What to work on → Write out the records again without any change, starting at the line that has "Target: man in black t-shirt" and continuing through the last line of the records.

* Begin *

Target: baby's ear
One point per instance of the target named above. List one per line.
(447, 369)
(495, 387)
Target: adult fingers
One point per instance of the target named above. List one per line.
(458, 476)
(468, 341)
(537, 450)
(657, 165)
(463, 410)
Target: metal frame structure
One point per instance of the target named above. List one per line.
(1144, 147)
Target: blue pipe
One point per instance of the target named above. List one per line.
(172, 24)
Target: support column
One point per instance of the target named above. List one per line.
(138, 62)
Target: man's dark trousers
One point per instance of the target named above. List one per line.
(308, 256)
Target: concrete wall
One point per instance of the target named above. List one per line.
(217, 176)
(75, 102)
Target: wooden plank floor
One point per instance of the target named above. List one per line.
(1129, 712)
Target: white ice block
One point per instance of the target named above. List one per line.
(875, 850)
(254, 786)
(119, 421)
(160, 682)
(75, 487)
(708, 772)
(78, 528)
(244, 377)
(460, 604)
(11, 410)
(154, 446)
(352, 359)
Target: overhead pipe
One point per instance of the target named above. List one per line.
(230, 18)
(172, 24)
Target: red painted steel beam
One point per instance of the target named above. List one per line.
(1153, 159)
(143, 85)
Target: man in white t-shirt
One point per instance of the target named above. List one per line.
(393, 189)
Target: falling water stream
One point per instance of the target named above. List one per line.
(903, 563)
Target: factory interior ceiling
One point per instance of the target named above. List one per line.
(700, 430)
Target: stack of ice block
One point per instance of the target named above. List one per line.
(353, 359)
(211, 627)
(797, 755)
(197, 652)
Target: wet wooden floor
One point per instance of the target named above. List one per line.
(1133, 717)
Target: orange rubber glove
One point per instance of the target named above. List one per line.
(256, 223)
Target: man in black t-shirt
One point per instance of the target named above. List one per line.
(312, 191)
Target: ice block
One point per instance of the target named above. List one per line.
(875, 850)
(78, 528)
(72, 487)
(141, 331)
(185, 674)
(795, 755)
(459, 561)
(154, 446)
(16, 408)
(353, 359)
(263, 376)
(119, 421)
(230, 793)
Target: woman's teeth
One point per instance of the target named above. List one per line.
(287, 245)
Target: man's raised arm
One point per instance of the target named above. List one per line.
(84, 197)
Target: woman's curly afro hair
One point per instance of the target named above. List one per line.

* End *

Output below →
Target: man in black t-shirt
One point per instance of the target named above. List one per line.
(312, 191)
Target: ice block
One point per instance of the target named above. List one per line.
(875, 850)
(78, 528)
(72, 487)
(141, 331)
(185, 674)
(795, 755)
(459, 561)
(154, 446)
(16, 408)
(353, 359)
(263, 376)
(119, 421)
(230, 793)
Target: woman's teeth
One point per instance of the target named above. List one per line.
(287, 245)
Target: man's raised arm
One point per instance of the target named above. List one per line.
(84, 197)
Target: woman's curly afro hair
One point per instance of the target named above. List one per line.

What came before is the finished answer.